Task brief:
Transcribe the entries exactly as given and skip whatever images they hold.

===== Supplied entries

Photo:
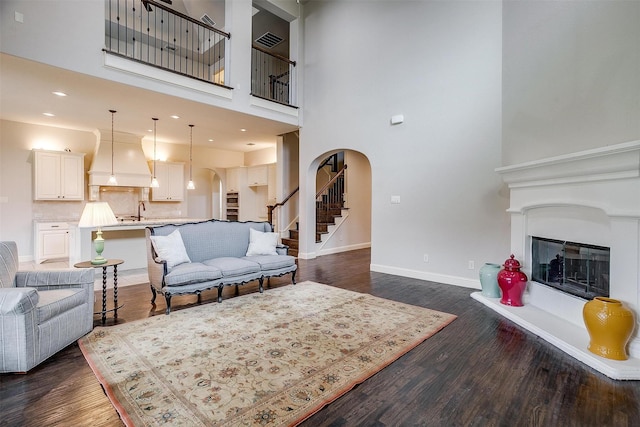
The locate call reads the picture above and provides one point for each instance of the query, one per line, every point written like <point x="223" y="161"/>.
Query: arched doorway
<point x="352" y="229"/>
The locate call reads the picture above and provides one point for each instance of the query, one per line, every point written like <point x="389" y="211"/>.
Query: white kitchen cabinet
<point x="51" y="241"/>
<point x="258" y="176"/>
<point x="170" y="178"/>
<point x="58" y="175"/>
<point x="235" y="179"/>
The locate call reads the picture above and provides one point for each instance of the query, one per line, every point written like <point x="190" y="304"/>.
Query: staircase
<point x="329" y="207"/>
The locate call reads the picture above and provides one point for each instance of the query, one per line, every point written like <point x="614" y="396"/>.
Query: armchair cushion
<point x="54" y="279"/>
<point x="41" y="312"/>
<point x="17" y="300"/>
<point x="54" y="303"/>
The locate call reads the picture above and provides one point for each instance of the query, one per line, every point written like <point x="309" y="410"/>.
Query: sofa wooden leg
<point x="168" y="299"/>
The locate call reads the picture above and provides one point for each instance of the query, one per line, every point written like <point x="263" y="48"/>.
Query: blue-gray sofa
<point x="213" y="254"/>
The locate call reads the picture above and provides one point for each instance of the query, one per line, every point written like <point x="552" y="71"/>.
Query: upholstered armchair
<point x="41" y="312"/>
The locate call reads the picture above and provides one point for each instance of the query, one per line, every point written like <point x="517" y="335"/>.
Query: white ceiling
<point x="26" y="93"/>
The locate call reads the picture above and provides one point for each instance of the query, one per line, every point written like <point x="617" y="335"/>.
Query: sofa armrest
<point x="156" y="267"/>
<point x="55" y="279"/>
<point x="16" y="301"/>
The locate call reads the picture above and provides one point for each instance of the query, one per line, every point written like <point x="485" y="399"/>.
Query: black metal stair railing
<point x="272" y="77"/>
<point x="151" y="33"/>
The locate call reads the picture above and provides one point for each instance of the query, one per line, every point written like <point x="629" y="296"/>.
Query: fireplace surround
<point x="592" y="197"/>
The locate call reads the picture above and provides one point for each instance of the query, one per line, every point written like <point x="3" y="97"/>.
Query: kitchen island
<point x="125" y="241"/>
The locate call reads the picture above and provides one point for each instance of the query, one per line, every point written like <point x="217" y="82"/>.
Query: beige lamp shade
<point x="97" y="214"/>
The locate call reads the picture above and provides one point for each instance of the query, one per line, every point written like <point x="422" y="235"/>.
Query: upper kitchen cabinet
<point x="236" y="179"/>
<point x="58" y="175"/>
<point x="171" y="183"/>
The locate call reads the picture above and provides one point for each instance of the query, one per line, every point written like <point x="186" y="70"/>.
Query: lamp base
<point x="98" y="245"/>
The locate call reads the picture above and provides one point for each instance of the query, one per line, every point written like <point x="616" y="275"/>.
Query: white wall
<point x="571" y="77"/>
<point x="439" y="64"/>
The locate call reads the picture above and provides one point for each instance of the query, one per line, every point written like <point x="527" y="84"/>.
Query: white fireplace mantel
<point x="590" y="197"/>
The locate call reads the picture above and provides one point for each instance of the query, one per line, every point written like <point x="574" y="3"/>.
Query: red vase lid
<point x="512" y="263"/>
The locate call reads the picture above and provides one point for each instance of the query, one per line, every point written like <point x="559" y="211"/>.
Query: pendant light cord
<point x="155" y="120"/>
<point x="112" y="114"/>
<point x="190" y="151"/>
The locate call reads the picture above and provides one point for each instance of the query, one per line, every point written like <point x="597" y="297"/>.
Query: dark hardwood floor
<point x="481" y="370"/>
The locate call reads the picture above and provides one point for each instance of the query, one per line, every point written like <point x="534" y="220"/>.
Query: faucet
<point x="141" y="203"/>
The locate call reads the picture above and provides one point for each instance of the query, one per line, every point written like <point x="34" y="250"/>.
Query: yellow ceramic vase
<point x="610" y="325"/>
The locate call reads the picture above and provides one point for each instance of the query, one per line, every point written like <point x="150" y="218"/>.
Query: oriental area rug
<point x="266" y="359"/>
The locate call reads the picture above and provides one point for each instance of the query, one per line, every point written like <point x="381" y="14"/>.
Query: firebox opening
<point x="575" y="268"/>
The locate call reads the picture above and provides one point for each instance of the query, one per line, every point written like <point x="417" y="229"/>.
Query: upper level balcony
<point x="154" y="34"/>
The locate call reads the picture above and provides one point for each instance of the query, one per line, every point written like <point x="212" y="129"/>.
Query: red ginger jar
<point x="512" y="283"/>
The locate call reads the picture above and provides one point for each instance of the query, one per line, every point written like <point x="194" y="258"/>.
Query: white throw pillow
<point x="262" y="243"/>
<point x="171" y="249"/>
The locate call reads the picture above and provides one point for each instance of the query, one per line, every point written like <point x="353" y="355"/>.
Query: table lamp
<point x="97" y="214"/>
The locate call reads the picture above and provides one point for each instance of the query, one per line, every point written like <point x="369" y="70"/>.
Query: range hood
<point x="129" y="162"/>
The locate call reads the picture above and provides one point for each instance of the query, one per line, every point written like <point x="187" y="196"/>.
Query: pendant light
<point x="190" y="185"/>
<point x="112" y="178"/>
<point x="154" y="180"/>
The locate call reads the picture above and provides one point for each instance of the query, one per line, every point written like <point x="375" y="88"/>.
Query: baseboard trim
<point x="344" y="249"/>
<point x="425" y="275"/>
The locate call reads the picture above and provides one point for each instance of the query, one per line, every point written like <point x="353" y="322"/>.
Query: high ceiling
<point x="27" y="88"/>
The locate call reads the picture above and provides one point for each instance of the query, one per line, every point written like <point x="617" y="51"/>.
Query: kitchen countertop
<point x="144" y="222"/>
<point x="127" y="222"/>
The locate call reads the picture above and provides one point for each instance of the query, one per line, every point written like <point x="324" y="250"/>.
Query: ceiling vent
<point x="207" y="20"/>
<point x="269" y="40"/>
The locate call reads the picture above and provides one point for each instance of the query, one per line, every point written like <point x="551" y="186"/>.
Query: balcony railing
<point x="272" y="77"/>
<point x="151" y="33"/>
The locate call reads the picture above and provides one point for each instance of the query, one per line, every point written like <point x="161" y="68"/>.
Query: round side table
<point x="110" y="263"/>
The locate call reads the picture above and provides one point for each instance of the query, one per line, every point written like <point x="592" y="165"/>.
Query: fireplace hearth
<point x="590" y="196"/>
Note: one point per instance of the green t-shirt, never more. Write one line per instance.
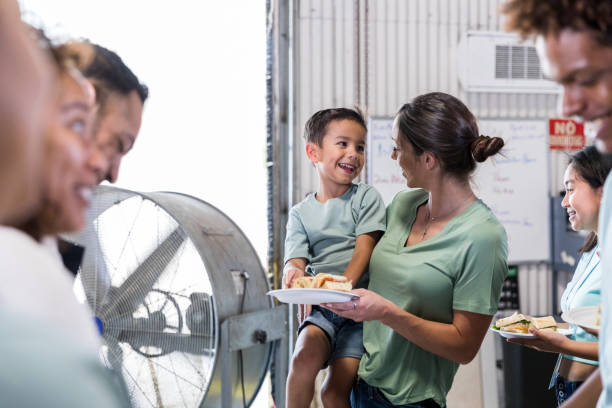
(461, 268)
(325, 233)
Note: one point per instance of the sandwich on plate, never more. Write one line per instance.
(517, 323)
(544, 323)
(323, 281)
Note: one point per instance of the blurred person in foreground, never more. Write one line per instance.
(120, 98)
(43, 363)
(574, 42)
(25, 80)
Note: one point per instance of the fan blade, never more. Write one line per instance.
(130, 295)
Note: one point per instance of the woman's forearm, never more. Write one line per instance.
(458, 341)
(583, 349)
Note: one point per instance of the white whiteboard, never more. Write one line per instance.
(514, 186)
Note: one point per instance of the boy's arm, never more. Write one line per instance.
(294, 268)
(364, 245)
(370, 227)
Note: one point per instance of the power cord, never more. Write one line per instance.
(245, 278)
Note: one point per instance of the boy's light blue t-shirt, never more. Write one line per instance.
(325, 233)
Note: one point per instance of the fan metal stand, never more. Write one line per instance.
(246, 330)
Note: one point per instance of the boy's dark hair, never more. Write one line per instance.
(316, 126)
(109, 73)
(593, 167)
(543, 17)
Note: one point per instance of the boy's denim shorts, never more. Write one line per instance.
(345, 335)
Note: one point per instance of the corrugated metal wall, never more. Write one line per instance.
(380, 54)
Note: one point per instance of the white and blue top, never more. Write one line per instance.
(583, 290)
(605, 332)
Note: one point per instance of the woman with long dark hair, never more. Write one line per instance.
(583, 181)
(437, 272)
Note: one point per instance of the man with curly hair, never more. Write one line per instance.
(574, 41)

==========

Exercise answer:
Photo:
The locate call reads the picture above and provides one point for each instance of the query, one per line, every point written like <point x="223" y="161"/>.
Query: arched doorway
<point x="352" y="229"/>
The locate call reads the picture above and provides one point for each instance of the query, one per line, every point written like <point x="389" y="211"/>.
Query: white kitchen cabinet
<point x="51" y="241"/>
<point x="258" y="176"/>
<point x="170" y="178"/>
<point x="58" y="175"/>
<point x="235" y="179"/>
The locate call reads the picture above and provides one point for each instance of the query, one per line, every point written like <point x="190" y="304"/>.
Query: staircase
<point x="329" y="207"/>
The locate call reads the picture above and provides one point for each instance of the query, one per line, every point written like <point x="614" y="396"/>.
Query: armchair cushion
<point x="54" y="279"/>
<point x="41" y="312"/>
<point x="17" y="300"/>
<point x="54" y="303"/>
The locate call reads the picture above and provides one point for each instance of the query, one per line, every point written like <point x="309" y="410"/>.
Query: sofa wooden leg
<point x="168" y="299"/>
The locate call reads the picture above and provides one point for each instance of the query, one per line, every point written like <point x="263" y="48"/>.
Query: blue-gray sofa
<point x="213" y="254"/>
The locate call reads the picture above and provides one point for each instance of the query, one per line, every point written like <point x="552" y="71"/>.
Query: upholstered armchair
<point x="41" y="312"/>
The locate call reads the picture above and provides one point for each instance of the query, one per line, every point written like <point x="517" y="335"/>.
Query: white ceiling
<point x="26" y="93"/>
The locate call reads the picture above and provides one point for each instance of the query, one per line, every point written like <point x="617" y="335"/>.
Query: sofa armrest
<point x="156" y="267"/>
<point x="55" y="279"/>
<point x="16" y="301"/>
The locate call reads the picture above and provides one point for each instance of the query, one per line, every point written like <point x="485" y="399"/>.
Query: black metal stair railing
<point x="272" y="77"/>
<point x="151" y="33"/>
The locate call reads the picture above and provides one point for each instance of the query, one per line, every point written like <point x="629" y="296"/>.
Query: fireplace surround
<point x="592" y="197"/>
The locate call reads the picture above and provides one point for each instance of the query, one per line, every point written like <point x="3" y="97"/>.
Query: kitchen island
<point x="125" y="241"/>
The locate call reads the picture above and provides one point for each instance of the query, one per line, every point written like <point x="217" y="82"/>.
Query: beige lamp shade
<point x="97" y="214"/>
The locate call reads the picture above and provides one point for each instance of the query, one per line, every point written like <point x="422" y="235"/>.
Query: upper kitchen cabinet
<point x="236" y="179"/>
<point x="58" y="175"/>
<point x="171" y="183"/>
The locate call reads the picture above and provides one point for each instance of the query, one per line, every point written like <point x="186" y="70"/>.
Query: lamp base
<point x="98" y="245"/>
The locate call reads the picture above and provides one point for each instance of the query, one per line, every point written like <point x="616" y="275"/>.
Query: white wall
<point x="571" y="77"/>
<point x="439" y="64"/>
The locate call reads the picture above and provides one point for each instance of the query, one per line, every point written like <point x="527" y="84"/>.
Query: white fireplace mantel
<point x="590" y="197"/>
The locate call reads the picture above and provides one point for each instance of the query, one per line, every point written like <point x="574" y="3"/>.
Query: red vase lid
<point x="512" y="263"/>
The locate call reads the picture above and provides one point for each instance of the query, one per line, every point written like <point x="559" y="211"/>.
Query: pendant light cord
<point x="155" y="120"/>
<point x="112" y="114"/>
<point x="190" y="151"/>
The locate call reads the picture above and provides one point for each instance of the query, one per line, every point written like <point x="597" y="297"/>.
Query: dark hardwood floor
<point x="481" y="370"/>
The locate call reads the picture above and provides one point for each instance of the query, one per line, every point written like <point x="534" y="220"/>.
Query: faucet
<point x="141" y="203"/>
The locate call reads the picture above and provides one point for each instance of the query, one per line, every point written like <point x="34" y="250"/>.
Query: yellow ceramic vase
<point x="610" y="325"/>
The locate call reads the picture above and provides one point for each instance of the query, one per line, every point written like <point x="150" y="218"/>.
Query: oriental area rug
<point x="266" y="359"/>
The locate call reads the picture above and provides one point for each instance of the query, one per line, every point written like <point x="381" y="14"/>.
Query: firebox opening
<point x="575" y="268"/>
The locate call reads the picture above and provides one point for each instance of the query, one per line, every point written like <point x="417" y="229"/>.
Query: upper level balcony
<point x="154" y="34"/>
The locate call reads the picture above and provides one point for each instance of the query, one per line, every point written like <point x="212" y="129"/>.
Query: red ginger jar
<point x="512" y="283"/>
The locate call reads the picture above and provides one point for each instance of the query, one per line, every point written like <point x="194" y="258"/>.
Query: white throw pillow
<point x="262" y="243"/>
<point x="171" y="249"/>
The locate call reads the picture above and provides one point for each instance of the query, one per line, every point written like <point x="353" y="355"/>.
Query: table lamp
<point x="97" y="214"/>
The locate call reads the picture above and provides one point for each instance of the query, one per line, every point written like <point x="369" y="70"/>.
Query: range hood
<point x="129" y="162"/>
The locate call reads the picture above and provides one point for each instance of the query, one per line, every point written like <point x="187" y="196"/>.
Query: pendant light
<point x="190" y="185"/>
<point x="112" y="178"/>
<point x="154" y="180"/>
The locate call reads the picture above and provides one point for each instance of the query, one per line, every point written like <point x="375" y="88"/>.
Query: baseboard trim
<point x="344" y="249"/>
<point x="425" y="275"/>
The locate call reads the picture above and provides one point for each instance of the query, one per line, every point written like <point x="353" y="322"/>.
Query: high ceiling
<point x="27" y="88"/>
The locate call reads the picture above and provides one point for each instance of the query, one per line, every point written like <point x="617" y="51"/>.
Query: kitchen countertop
<point x="144" y="222"/>
<point x="127" y="222"/>
The locate call reads the picture above and provides one point for each instance of the query, one per line, every point written like <point x="324" y="250"/>.
Query: ceiling vent
<point x="207" y="20"/>
<point x="269" y="40"/>
The locate call reads the picture above and provides one point for each instance of the query, one per line, every point written like <point x="551" y="186"/>.
Query: balcony railing
<point x="272" y="77"/>
<point x="151" y="33"/>
The locate call reads the picture above and provides one point for each instance of the query, one per line, every point written like <point x="161" y="68"/>.
Query: round side table
<point x="110" y="263"/>
The locate call reads the picture above and provides one point for each instance of the query, one per line, every point written like <point x="592" y="165"/>.
Query: fireplace hearth
<point x="590" y="196"/>
Note: one point per instance of the green t-shirt, never more. Write one line per instance.
(461, 268)
(325, 233)
Note: one point per instance of the sandwich on plate, never more. Write one line per instance.
(517, 323)
(544, 323)
(323, 281)
Note: one point per instance of the blurred person in foreground, never more. Write one line per instance.
(120, 98)
(43, 363)
(574, 42)
(25, 80)
Note: one point per instance of the fan blade, never more. Write one line per instance.
(130, 295)
Note: one point per instance of the woman's forearm, never more. Write one line per instance.
(458, 341)
(583, 349)
Note: one point per instance of the white whiteboard, never more. Write one line per instance.
(514, 186)
Note: one point per instance of the boy's arm, never more. Write one line per instance.
(294, 268)
(364, 245)
(370, 227)
Note: one point per instance of the power cord, never more. Write one line per instance.
(245, 278)
Note: one point per instance of the boy's light blue t-shirt, never more. Write one line per instance.
(325, 233)
Note: one point per instance of the fan metal stand, never more. Write one line per instance.
(246, 330)
Note: one point per instance of the boy's dark hair, never more. Write one line per instance.
(316, 126)
(109, 73)
(593, 167)
(543, 17)
Note: one point per instance of the boy's denim shorts, never more. Write one line per instance.
(345, 335)
Note: one point per instance of the corrugated metal wall, never more. Write one line per instance.
(380, 54)
Note: one point per instance of the white and blue top, never more. Write one line per instance.
(583, 290)
(605, 332)
Note: one point per instance of the woman with long dark hair, never more. Write one line per instance.
(583, 181)
(437, 272)
Note: one point per instance of the man with curly hair, never more. Write one line per instance.
(574, 41)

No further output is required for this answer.